SET PROBLEM - Begin at the line that contains "In this exercise you will locate the kayak", stop after the line that contains "In this exercise you will locate the golden", and write out every line of those entries in full. Scale each x and y coordinate by 2, rounding to whole numbers with halves going up, and keep all other text unchanged.

========

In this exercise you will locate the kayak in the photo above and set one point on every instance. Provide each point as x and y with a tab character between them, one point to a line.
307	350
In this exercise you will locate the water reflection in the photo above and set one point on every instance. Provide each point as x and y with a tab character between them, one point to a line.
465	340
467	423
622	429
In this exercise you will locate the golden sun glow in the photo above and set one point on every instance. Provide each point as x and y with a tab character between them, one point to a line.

========

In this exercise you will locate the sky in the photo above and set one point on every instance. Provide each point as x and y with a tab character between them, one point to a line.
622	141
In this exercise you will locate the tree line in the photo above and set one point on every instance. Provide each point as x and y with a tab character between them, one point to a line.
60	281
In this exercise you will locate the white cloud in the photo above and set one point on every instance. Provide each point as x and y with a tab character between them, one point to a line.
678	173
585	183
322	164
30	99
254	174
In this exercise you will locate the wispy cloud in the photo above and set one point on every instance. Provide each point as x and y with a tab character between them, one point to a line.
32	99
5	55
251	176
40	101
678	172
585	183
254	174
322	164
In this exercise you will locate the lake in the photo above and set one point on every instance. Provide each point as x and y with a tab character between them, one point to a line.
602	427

========

EXPECTED OUTPUT -
In this exercise you will locate the kayak in the photo above and set one point on every instance. Provide each point as x and y with a tab character between them, one point to a line.
614	700
In this exercise you will locate the water reflection in the photo above and set one point on every instance. Provide each point as x and y with a tab character between them, one point to a line.
930	680
934	846
1244	858
In this exercise you will locate the golden sun glow in the photo above and set one point on every instance. Provide each point as x and y with a tab character between them, one point to a line.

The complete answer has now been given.